Written task:
Please show, copied in full, each line of the entries below that contains the string "shirt".

+++ Records for the exercise

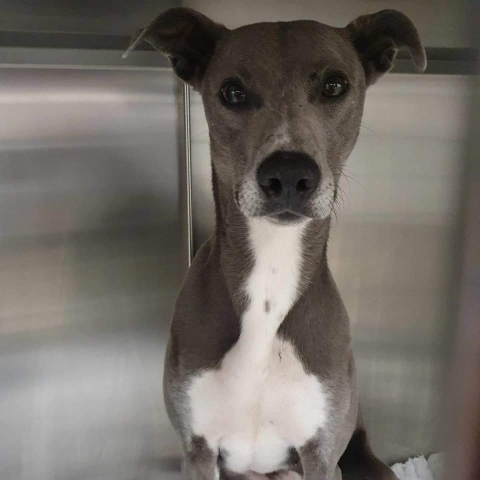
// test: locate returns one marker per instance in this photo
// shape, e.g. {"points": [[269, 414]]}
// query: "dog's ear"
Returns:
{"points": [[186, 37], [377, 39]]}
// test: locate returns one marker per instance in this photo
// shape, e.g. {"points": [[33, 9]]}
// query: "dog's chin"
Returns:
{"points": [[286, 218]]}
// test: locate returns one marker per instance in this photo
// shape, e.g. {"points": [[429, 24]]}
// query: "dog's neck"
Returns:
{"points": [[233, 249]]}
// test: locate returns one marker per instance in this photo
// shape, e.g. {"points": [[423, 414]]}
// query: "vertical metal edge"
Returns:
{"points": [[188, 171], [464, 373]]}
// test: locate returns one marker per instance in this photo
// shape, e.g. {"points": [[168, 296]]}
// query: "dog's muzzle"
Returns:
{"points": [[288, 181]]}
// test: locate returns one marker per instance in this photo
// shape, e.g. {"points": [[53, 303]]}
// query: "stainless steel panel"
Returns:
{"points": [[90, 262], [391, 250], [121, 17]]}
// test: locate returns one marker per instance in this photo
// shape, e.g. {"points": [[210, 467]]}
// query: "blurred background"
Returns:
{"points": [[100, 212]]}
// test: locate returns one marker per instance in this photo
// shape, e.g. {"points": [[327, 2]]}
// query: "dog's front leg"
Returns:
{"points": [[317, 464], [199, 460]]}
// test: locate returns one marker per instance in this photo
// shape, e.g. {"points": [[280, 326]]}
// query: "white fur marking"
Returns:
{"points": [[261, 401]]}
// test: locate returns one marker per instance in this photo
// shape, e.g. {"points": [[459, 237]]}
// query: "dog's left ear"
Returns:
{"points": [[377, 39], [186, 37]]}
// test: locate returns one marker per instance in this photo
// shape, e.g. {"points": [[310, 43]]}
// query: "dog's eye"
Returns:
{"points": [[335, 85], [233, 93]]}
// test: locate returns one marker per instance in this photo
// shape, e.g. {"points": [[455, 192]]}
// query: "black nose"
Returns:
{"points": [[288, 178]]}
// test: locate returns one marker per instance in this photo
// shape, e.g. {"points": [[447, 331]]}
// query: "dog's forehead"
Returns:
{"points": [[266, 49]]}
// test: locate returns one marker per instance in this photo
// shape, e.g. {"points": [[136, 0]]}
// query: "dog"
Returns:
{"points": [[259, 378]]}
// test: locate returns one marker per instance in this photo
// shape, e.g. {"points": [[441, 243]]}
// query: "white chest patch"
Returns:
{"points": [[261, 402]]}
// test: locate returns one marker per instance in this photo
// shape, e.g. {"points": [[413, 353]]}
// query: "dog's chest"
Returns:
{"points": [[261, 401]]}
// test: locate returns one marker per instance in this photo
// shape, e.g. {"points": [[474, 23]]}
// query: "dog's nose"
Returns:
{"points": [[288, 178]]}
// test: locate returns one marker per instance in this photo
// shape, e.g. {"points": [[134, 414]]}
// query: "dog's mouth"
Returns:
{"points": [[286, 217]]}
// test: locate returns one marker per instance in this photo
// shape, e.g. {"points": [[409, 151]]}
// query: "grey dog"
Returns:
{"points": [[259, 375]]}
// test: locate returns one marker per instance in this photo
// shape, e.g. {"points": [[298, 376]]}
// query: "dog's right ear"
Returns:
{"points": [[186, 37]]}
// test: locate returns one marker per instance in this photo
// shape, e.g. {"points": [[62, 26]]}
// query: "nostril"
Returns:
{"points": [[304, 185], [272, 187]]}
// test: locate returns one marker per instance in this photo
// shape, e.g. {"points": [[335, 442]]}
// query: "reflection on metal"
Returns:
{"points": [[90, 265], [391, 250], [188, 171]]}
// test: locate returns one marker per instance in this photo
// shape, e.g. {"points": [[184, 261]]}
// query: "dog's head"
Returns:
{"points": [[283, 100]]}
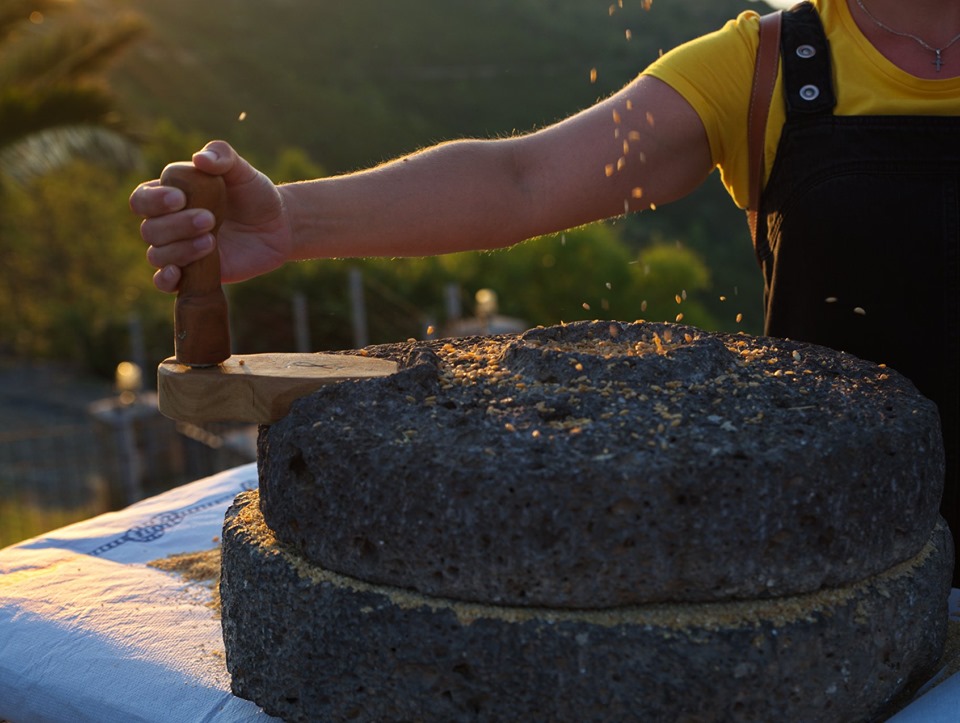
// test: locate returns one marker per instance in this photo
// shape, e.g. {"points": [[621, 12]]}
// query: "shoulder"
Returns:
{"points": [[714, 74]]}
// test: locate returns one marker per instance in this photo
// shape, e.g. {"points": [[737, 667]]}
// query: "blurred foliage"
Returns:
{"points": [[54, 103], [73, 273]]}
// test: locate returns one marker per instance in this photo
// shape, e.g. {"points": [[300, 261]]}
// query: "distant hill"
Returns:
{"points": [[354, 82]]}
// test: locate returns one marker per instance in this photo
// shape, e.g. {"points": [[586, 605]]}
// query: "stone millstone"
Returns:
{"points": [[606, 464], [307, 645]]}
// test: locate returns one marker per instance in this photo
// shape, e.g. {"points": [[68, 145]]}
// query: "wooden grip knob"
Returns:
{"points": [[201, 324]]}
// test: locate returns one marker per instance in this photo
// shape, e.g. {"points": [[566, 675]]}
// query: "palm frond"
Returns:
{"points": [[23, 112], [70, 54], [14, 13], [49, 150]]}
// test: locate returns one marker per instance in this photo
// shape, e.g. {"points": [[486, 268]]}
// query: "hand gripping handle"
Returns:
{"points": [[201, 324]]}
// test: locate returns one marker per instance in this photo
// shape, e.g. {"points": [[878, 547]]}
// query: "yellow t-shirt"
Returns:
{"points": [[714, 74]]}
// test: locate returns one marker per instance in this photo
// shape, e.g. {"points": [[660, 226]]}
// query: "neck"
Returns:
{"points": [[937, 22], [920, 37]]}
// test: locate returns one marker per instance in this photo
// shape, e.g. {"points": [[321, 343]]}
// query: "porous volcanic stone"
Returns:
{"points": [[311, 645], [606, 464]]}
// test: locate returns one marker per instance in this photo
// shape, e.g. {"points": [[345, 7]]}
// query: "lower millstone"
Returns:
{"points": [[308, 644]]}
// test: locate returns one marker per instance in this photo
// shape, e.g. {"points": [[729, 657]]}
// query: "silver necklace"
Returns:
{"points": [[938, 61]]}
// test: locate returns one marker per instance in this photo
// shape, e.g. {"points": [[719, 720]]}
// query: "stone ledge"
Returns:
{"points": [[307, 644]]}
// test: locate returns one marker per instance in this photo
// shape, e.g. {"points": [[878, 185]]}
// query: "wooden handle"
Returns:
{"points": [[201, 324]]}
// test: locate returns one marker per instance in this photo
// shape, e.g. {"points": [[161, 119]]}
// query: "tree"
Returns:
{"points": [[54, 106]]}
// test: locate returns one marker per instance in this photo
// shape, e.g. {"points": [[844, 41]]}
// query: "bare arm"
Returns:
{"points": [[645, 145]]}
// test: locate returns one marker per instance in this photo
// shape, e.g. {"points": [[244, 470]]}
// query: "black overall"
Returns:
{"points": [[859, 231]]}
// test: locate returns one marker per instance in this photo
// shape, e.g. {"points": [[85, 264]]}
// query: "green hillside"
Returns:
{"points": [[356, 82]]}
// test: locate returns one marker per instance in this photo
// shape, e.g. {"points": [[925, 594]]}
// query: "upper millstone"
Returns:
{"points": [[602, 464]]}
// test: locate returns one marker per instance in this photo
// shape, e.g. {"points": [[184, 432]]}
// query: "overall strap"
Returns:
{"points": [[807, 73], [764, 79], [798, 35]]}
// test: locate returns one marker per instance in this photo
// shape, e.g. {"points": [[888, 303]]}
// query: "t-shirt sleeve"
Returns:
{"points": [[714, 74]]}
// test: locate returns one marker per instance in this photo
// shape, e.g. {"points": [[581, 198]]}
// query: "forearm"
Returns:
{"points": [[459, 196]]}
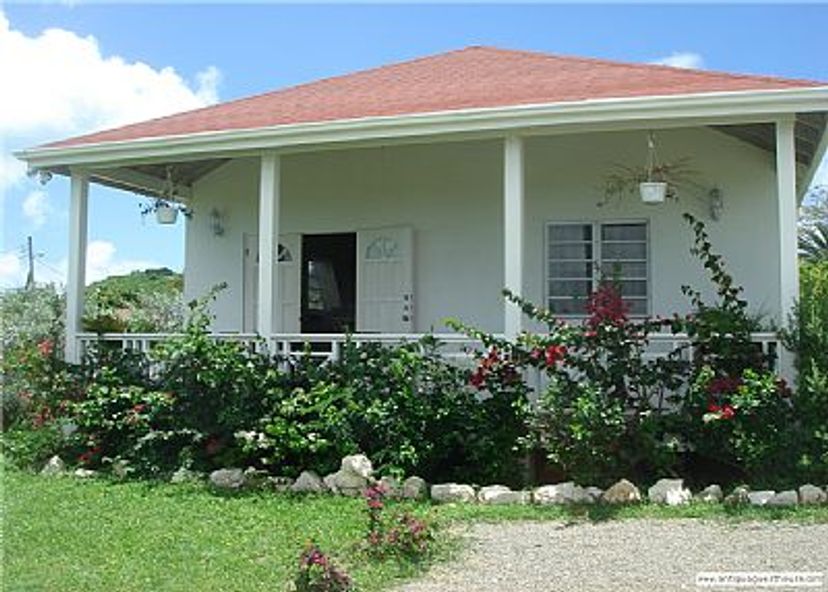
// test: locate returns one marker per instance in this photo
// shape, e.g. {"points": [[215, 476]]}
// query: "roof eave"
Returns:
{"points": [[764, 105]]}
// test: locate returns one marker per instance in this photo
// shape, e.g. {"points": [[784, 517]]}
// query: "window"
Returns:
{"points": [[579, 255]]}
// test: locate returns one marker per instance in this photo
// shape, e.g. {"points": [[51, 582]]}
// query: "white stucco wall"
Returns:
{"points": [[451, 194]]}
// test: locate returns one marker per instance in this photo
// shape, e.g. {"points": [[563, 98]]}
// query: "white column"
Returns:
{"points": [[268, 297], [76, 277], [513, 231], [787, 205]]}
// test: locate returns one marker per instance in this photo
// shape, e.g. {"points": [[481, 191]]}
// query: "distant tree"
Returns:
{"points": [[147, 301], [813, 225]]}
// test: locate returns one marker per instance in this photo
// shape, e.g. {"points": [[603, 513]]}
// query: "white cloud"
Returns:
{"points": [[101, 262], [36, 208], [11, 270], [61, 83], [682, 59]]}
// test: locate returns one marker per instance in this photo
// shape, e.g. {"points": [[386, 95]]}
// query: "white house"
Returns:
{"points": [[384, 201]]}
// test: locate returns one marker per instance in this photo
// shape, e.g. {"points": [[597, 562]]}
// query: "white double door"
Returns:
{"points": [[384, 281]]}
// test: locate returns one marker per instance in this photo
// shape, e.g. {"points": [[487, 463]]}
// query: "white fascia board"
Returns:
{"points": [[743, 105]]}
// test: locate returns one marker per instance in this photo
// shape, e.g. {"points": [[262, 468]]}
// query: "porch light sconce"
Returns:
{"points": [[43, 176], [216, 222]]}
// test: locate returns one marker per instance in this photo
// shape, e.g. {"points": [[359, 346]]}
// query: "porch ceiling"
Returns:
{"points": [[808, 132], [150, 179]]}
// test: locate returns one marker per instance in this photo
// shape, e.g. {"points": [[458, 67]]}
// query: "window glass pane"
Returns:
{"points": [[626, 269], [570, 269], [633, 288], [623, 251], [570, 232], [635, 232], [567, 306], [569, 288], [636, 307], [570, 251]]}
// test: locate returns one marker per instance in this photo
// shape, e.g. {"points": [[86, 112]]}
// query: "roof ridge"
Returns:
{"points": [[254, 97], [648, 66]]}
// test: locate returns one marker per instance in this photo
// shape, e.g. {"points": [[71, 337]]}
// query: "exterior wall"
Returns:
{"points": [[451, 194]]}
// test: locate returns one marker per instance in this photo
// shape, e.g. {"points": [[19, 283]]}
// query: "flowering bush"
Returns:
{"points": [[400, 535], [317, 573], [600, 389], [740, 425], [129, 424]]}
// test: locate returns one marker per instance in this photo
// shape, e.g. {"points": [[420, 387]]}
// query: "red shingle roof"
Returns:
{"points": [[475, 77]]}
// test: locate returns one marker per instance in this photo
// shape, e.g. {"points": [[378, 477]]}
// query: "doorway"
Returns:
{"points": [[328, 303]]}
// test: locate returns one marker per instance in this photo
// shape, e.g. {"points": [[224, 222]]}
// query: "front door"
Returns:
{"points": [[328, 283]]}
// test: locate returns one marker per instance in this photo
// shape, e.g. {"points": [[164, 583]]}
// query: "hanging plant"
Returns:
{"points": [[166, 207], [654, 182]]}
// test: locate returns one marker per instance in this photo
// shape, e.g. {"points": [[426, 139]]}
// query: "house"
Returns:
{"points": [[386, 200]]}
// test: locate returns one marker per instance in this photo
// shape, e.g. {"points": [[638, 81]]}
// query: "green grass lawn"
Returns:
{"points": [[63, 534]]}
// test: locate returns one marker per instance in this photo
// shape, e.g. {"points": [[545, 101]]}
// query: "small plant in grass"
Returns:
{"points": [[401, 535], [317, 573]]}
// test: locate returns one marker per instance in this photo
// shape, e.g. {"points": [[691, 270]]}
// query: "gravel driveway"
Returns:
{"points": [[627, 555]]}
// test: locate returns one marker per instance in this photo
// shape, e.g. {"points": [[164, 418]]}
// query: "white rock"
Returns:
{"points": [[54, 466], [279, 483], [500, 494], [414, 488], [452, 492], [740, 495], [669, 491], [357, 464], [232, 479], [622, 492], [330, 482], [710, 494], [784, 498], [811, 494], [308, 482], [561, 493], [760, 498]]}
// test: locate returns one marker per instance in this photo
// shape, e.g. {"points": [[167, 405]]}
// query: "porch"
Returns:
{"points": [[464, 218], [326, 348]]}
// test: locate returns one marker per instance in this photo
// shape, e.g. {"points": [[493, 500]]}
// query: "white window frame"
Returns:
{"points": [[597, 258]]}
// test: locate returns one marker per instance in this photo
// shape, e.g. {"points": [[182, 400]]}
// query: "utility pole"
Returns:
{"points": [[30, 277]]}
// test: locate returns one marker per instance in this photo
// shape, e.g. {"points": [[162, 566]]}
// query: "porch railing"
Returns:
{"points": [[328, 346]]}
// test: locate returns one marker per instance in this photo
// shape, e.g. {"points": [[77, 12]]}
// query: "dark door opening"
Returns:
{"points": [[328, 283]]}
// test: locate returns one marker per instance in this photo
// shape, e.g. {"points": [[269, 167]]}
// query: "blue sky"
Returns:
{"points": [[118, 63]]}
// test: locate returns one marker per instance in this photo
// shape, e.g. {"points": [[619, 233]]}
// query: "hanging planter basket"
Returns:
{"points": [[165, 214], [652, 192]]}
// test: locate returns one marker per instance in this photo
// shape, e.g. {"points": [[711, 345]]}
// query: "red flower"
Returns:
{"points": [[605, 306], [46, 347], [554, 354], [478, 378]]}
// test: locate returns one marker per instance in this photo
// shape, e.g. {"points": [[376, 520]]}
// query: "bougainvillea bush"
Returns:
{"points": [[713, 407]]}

++++++

Exercise result:
// query: "yellow t-shirt"
// query: "t-shirt sleeve"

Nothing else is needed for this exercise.